### DIRECTION:
Beneath this sentence is a listing. Return its lines from the one containing "[locate] stone step" through the last, exactly, and omit the pictures.

(Excerpts of location labeling data)
Begin
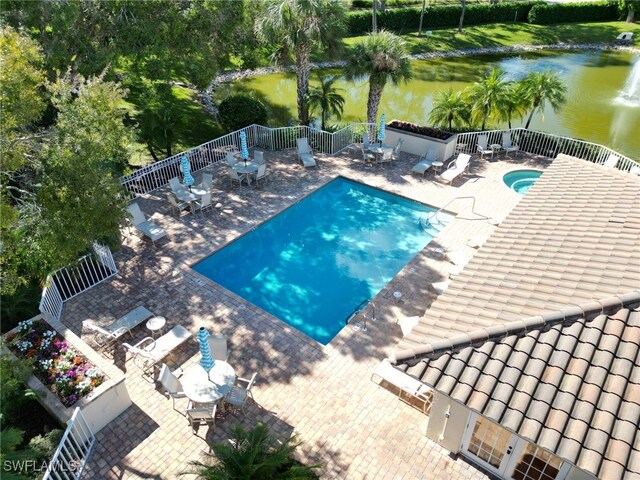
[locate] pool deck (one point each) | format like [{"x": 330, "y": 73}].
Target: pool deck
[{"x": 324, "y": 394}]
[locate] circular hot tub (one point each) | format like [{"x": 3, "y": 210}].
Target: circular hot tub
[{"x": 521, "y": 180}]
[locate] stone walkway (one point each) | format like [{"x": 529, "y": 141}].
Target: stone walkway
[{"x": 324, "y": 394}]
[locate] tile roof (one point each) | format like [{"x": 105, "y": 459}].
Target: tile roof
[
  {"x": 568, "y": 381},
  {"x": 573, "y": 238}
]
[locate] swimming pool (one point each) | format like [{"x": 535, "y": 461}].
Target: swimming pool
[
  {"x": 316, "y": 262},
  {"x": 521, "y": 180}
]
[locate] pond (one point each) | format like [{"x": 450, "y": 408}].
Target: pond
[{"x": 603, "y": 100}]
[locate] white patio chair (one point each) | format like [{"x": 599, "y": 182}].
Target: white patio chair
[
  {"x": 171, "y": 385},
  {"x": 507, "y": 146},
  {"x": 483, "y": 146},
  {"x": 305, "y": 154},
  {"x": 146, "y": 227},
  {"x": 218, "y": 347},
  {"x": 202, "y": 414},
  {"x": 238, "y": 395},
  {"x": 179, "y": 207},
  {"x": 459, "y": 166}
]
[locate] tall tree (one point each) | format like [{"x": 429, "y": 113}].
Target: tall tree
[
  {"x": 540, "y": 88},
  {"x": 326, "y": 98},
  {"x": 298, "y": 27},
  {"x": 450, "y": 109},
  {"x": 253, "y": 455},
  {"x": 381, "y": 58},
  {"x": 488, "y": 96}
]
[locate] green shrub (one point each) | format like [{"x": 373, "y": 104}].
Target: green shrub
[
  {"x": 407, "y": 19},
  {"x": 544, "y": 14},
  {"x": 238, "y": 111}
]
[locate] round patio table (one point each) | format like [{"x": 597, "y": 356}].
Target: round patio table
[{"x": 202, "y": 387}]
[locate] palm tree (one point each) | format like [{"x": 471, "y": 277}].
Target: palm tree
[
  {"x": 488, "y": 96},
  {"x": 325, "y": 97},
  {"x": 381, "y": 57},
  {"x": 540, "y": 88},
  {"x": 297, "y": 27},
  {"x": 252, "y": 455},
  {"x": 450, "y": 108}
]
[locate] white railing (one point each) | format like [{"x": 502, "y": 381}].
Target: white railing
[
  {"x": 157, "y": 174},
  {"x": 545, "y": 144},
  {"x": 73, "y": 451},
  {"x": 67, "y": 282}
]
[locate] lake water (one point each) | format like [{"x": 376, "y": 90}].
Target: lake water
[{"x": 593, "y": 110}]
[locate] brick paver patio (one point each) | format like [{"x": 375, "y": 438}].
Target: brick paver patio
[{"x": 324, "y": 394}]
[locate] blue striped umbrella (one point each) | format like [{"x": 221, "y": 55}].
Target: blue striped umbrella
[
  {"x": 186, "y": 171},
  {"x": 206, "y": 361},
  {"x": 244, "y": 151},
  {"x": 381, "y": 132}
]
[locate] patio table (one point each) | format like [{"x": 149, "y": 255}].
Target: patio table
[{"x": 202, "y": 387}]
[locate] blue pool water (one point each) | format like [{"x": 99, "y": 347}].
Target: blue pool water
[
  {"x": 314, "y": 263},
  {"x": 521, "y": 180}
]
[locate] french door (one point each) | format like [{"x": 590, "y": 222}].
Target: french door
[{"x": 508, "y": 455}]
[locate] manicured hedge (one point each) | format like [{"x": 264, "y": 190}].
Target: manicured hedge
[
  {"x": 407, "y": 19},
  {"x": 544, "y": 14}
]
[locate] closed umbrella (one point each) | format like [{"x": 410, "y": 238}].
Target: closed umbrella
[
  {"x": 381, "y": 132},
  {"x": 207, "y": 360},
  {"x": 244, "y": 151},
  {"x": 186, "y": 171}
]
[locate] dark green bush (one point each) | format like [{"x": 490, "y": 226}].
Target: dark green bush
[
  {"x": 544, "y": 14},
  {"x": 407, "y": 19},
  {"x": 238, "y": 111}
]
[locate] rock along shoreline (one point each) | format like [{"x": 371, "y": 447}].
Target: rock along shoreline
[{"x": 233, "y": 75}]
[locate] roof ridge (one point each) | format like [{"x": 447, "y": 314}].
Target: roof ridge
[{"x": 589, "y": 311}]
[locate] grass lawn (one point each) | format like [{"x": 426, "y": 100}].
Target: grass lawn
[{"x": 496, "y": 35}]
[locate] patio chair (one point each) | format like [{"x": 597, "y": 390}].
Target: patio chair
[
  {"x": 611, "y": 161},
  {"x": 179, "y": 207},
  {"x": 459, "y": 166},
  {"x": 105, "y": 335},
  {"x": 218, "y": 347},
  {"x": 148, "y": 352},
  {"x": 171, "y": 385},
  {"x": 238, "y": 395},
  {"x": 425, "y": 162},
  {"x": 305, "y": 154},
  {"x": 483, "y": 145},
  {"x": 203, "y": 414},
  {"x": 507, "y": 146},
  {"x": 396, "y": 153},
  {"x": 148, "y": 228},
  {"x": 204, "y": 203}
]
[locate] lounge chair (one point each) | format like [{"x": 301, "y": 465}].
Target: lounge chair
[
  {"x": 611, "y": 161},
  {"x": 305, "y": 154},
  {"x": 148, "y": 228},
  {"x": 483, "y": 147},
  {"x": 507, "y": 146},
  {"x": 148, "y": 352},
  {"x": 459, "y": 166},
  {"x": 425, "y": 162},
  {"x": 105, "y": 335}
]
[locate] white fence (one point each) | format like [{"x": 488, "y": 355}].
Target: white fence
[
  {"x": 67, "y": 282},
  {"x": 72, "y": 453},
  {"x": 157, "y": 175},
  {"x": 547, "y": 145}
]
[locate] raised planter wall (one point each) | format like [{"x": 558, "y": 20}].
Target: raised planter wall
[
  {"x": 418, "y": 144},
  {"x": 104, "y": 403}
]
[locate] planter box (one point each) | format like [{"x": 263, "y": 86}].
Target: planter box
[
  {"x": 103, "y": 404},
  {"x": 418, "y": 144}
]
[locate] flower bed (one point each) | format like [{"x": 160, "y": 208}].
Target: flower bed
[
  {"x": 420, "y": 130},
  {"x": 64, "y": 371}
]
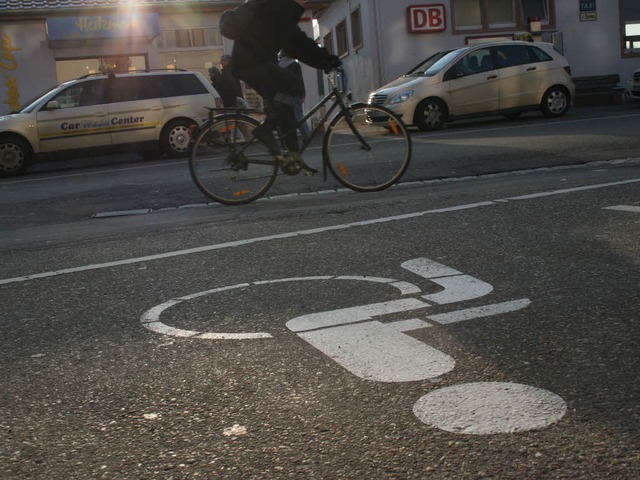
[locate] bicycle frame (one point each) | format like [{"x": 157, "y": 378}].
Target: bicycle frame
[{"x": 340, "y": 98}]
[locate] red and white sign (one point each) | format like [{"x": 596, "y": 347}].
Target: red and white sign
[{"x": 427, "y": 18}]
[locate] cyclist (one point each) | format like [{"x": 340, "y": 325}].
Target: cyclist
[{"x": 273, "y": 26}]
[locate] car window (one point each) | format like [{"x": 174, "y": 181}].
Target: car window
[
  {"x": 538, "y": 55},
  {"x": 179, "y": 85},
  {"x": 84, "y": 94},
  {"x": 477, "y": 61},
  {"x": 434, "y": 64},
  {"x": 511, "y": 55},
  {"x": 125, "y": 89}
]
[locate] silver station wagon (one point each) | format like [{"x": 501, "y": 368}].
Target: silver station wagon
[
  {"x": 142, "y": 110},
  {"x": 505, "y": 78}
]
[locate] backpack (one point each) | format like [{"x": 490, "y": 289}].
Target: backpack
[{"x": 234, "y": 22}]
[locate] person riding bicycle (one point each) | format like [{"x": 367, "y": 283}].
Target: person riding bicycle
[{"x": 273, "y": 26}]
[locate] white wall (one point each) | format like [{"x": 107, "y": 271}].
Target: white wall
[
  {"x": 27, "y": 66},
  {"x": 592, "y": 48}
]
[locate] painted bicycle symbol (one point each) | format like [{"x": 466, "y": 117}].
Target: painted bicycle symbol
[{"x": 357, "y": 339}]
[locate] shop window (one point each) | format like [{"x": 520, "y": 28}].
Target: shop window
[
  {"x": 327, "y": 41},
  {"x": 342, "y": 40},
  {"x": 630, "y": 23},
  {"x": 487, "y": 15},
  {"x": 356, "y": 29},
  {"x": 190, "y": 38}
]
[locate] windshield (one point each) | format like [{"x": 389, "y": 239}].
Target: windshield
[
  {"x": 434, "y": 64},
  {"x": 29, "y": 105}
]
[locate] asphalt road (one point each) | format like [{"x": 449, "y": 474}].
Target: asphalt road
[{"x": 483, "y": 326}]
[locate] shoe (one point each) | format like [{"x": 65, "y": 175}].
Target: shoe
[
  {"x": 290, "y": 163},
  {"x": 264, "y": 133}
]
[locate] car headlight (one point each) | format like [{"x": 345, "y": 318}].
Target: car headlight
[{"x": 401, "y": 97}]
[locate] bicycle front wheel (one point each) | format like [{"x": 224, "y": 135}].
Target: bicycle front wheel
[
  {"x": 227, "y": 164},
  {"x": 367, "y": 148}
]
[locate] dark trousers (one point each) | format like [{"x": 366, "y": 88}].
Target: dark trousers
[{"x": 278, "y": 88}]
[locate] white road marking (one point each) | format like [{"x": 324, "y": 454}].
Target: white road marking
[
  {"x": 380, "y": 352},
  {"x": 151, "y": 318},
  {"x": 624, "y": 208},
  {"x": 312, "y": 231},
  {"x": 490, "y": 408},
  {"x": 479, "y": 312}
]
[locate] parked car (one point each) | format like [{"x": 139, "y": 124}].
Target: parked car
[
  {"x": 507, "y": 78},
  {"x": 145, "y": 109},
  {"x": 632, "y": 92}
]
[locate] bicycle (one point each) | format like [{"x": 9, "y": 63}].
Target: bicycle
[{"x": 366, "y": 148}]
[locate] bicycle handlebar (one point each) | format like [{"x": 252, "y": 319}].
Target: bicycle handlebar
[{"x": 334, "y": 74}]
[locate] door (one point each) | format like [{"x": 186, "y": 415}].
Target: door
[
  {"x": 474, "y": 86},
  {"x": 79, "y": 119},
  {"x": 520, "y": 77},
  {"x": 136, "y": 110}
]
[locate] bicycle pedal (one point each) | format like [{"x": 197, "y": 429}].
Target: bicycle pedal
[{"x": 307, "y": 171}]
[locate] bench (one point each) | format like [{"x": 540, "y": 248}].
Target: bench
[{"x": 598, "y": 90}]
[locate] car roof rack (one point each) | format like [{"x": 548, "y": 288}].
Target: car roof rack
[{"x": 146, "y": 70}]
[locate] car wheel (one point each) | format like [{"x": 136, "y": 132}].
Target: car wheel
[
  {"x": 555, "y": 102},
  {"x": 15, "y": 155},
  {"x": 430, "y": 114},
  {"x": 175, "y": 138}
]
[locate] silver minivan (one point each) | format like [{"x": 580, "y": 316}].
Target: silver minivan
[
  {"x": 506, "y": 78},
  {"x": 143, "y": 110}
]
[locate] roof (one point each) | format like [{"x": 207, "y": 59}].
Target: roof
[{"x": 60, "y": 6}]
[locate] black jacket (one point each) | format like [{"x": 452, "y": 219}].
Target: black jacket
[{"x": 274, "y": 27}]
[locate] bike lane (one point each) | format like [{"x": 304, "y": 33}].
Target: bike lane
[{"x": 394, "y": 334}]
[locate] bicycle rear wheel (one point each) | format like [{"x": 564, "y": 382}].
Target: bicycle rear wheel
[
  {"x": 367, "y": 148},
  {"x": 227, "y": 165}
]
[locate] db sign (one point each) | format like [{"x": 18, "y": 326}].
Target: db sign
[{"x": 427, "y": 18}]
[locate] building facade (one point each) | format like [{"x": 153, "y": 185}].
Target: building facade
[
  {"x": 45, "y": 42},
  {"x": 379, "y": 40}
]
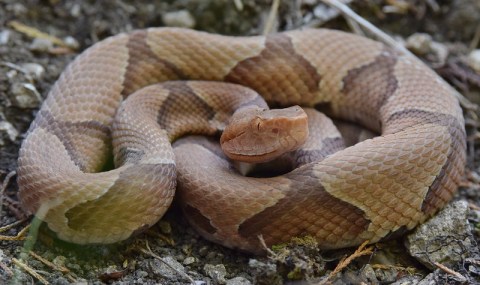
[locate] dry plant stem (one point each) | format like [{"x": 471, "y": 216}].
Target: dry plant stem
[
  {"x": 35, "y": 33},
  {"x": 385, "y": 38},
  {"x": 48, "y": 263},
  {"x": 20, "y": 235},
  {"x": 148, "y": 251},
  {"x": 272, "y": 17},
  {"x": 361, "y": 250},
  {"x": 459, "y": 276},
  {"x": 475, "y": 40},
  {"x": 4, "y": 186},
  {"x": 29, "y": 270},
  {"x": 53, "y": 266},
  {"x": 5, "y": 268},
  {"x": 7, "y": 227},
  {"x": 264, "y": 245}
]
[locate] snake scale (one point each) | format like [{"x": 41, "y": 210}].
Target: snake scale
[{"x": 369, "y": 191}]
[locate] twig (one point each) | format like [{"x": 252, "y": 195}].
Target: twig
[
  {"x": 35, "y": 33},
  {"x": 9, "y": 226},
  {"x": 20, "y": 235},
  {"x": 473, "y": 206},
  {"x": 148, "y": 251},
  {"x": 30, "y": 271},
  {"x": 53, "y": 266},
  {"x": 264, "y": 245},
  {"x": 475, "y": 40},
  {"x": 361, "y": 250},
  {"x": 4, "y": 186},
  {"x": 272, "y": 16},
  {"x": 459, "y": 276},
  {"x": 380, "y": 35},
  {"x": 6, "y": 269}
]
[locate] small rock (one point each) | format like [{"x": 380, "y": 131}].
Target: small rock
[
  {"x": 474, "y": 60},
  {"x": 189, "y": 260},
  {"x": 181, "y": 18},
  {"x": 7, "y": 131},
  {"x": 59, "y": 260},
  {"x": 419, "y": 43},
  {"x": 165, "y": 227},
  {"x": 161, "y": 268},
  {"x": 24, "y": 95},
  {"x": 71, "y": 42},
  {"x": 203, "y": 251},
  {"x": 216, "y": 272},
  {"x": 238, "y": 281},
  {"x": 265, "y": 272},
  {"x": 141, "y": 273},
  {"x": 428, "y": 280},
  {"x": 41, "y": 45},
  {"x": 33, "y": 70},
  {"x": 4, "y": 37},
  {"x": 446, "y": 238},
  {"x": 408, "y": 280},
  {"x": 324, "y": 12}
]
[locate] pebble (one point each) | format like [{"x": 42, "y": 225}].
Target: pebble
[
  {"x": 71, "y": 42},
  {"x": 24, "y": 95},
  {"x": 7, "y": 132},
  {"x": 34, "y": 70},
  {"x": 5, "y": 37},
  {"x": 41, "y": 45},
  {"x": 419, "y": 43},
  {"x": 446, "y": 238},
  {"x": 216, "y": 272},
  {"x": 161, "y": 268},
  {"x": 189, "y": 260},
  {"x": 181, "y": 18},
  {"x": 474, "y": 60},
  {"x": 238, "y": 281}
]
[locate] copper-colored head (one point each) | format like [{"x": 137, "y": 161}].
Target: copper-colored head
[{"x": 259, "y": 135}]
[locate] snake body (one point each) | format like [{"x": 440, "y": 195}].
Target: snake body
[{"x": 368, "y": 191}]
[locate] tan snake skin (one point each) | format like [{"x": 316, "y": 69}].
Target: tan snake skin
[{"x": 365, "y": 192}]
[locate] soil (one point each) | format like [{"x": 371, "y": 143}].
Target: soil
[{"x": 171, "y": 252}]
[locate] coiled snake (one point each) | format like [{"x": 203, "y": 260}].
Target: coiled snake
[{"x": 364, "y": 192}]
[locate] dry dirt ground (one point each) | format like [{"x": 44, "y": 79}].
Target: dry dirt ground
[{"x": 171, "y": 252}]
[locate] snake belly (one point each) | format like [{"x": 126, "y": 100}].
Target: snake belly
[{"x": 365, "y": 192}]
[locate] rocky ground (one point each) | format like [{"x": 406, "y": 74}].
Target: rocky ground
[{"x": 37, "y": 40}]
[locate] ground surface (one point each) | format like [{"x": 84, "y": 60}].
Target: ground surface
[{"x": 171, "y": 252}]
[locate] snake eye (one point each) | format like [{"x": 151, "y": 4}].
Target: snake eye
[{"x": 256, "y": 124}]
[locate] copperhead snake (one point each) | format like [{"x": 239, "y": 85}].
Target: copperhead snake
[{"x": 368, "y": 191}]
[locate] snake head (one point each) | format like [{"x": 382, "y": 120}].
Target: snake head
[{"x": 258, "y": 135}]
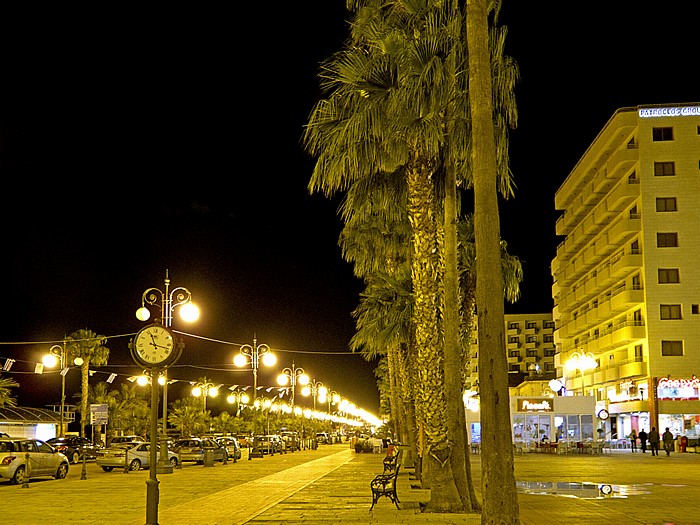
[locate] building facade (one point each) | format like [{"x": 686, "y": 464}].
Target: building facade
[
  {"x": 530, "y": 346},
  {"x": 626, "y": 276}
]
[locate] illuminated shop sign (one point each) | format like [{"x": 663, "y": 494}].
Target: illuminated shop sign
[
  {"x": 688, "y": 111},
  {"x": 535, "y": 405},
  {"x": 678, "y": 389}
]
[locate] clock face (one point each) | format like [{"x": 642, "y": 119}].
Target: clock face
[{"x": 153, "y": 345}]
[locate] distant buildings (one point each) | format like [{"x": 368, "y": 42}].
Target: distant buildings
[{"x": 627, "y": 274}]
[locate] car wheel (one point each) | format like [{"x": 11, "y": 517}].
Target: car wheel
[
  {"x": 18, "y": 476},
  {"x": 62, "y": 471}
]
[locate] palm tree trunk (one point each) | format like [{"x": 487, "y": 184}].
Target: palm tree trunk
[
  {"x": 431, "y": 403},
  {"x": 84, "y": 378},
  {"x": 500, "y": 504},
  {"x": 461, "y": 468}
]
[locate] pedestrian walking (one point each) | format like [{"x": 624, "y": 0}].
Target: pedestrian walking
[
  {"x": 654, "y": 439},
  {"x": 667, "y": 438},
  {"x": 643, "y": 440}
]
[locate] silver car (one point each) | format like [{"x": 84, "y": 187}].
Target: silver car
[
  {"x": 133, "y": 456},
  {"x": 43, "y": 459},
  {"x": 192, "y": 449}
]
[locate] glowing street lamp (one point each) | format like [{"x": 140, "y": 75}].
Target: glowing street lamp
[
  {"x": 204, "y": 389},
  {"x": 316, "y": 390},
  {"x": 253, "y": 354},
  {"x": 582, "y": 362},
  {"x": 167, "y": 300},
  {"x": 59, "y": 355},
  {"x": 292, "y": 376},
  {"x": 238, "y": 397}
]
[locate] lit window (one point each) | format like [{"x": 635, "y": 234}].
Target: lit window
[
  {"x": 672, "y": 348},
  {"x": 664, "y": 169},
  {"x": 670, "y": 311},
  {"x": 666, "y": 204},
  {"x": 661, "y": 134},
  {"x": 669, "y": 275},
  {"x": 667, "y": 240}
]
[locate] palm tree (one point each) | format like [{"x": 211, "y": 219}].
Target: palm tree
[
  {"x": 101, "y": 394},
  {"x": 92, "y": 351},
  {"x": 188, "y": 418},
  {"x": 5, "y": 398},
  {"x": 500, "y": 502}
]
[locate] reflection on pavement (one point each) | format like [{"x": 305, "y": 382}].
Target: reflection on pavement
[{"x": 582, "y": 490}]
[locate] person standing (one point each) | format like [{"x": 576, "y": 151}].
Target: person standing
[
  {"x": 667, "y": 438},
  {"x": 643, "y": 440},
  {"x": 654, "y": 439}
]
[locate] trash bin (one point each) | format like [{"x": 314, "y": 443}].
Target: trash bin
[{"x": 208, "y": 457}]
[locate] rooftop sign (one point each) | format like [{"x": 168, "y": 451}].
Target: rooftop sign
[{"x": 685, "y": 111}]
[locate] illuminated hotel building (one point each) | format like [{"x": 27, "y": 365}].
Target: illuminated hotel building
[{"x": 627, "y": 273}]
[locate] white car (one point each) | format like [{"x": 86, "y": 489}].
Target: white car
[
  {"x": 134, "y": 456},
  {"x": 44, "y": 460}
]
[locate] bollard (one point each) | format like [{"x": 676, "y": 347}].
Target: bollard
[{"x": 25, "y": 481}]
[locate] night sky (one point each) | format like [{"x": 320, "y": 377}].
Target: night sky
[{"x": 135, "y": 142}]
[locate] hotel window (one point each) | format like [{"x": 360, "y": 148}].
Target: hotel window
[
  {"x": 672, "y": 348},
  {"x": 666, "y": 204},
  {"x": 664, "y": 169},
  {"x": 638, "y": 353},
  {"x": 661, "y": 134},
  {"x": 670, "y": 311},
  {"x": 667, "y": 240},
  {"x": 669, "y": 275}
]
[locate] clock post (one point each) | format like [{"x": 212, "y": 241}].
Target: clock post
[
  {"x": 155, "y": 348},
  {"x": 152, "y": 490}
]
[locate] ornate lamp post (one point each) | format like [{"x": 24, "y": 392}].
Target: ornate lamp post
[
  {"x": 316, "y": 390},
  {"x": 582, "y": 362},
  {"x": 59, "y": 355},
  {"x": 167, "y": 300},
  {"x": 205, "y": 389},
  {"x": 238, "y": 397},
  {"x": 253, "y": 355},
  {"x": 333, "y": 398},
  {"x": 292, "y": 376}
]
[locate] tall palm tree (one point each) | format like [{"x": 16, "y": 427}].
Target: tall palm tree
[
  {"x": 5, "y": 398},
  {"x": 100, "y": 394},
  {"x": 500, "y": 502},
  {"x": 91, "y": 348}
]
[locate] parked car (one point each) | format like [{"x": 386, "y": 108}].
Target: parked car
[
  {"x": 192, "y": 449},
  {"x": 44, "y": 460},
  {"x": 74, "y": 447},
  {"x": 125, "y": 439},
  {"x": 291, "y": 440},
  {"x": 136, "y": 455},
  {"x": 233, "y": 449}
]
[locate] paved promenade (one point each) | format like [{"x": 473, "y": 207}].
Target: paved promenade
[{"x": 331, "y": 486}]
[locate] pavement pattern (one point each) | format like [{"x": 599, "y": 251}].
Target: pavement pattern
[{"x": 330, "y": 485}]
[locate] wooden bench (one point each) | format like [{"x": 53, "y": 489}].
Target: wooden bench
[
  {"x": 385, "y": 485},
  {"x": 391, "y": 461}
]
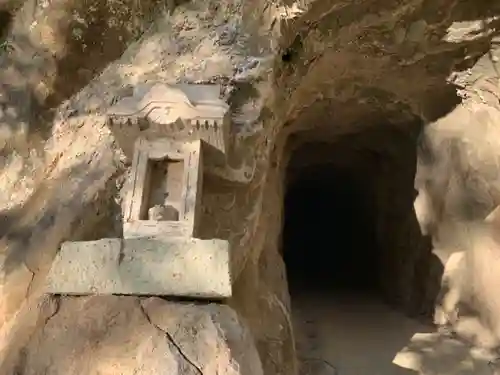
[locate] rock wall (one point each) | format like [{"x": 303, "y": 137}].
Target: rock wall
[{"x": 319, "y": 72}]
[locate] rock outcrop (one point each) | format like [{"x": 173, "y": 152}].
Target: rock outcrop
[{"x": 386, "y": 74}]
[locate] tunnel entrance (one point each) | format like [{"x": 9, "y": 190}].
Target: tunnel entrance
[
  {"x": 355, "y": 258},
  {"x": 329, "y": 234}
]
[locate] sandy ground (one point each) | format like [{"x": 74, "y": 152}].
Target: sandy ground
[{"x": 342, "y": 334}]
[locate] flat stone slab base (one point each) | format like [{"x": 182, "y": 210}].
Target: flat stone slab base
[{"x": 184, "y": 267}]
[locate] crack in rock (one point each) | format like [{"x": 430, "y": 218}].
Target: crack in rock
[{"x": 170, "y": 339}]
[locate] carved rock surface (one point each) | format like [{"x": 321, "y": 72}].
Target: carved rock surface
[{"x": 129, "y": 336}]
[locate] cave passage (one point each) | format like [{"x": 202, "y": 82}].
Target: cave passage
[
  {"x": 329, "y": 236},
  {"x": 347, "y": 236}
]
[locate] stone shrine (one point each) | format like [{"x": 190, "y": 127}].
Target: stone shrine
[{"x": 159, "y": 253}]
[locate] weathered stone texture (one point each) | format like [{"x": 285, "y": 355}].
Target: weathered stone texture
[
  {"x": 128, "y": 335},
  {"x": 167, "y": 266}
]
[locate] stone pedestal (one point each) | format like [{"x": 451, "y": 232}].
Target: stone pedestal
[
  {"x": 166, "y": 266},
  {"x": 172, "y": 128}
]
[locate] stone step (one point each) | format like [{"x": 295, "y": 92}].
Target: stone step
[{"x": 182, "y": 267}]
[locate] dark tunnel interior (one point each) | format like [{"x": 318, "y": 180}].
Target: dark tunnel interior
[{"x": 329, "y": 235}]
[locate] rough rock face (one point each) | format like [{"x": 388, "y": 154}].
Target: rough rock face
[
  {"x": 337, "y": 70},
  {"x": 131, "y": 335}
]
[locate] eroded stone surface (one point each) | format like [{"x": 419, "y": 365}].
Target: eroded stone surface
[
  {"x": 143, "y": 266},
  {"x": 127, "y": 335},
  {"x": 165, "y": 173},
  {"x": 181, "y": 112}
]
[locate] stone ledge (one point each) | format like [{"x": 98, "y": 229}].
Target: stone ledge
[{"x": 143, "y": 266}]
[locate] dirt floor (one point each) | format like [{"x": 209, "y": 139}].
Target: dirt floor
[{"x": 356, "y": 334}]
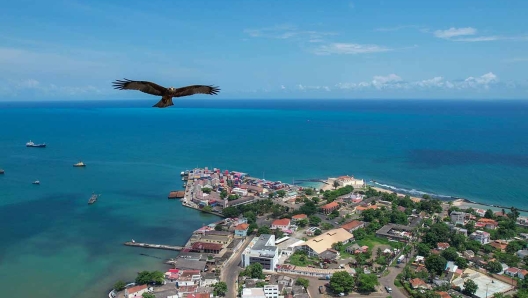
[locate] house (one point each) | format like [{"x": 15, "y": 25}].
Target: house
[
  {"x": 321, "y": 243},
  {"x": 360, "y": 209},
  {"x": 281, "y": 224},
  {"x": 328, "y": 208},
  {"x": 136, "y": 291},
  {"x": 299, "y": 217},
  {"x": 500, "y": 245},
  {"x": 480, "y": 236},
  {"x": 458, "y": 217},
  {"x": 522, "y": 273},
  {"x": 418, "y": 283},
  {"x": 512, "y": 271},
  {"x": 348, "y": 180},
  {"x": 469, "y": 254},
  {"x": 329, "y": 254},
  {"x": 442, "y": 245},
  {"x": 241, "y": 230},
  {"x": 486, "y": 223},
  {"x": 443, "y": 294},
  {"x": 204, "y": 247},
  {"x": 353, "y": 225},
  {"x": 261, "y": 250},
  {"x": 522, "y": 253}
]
End
### TASK ANSWER:
[locate] stone step (one point each) | format like [{"x": 295, "y": 92}].
Target: stone step
[{"x": 182, "y": 267}]
[locate] dark tunnel interior (one point each) | format like [{"x": 318, "y": 180}].
Target: dark tunnel interior
[{"x": 329, "y": 235}]
[locate] rough rock face (one point each) | format like [{"x": 388, "y": 154}].
Target: rough rock face
[
  {"x": 337, "y": 70},
  {"x": 131, "y": 335}
]
[locate] eroded stone surface (one point each) | format like [{"x": 419, "y": 365}].
Target: eroded stone surface
[
  {"x": 143, "y": 266},
  {"x": 127, "y": 335},
  {"x": 165, "y": 173},
  {"x": 181, "y": 112}
]
[locate] stone ledge (one point each) | format like [{"x": 98, "y": 229}].
Target: stone ledge
[{"x": 143, "y": 266}]
[locate] dirt floor (one point each) | format like [{"x": 209, "y": 139}].
Target: dirt floor
[{"x": 356, "y": 334}]
[locate] house (one point each) | format like [{"x": 15, "y": 25}].
Target: house
[
  {"x": 321, "y": 243},
  {"x": 360, "y": 209},
  {"x": 281, "y": 224},
  {"x": 328, "y": 208},
  {"x": 136, "y": 291},
  {"x": 299, "y": 217},
  {"x": 500, "y": 245},
  {"x": 480, "y": 236},
  {"x": 458, "y": 217},
  {"x": 522, "y": 273},
  {"x": 418, "y": 283},
  {"x": 512, "y": 271},
  {"x": 348, "y": 180},
  {"x": 469, "y": 254},
  {"x": 329, "y": 254},
  {"x": 442, "y": 245},
  {"x": 241, "y": 230},
  {"x": 486, "y": 223},
  {"x": 443, "y": 294},
  {"x": 204, "y": 247},
  {"x": 353, "y": 225},
  {"x": 261, "y": 250},
  {"x": 522, "y": 253}
]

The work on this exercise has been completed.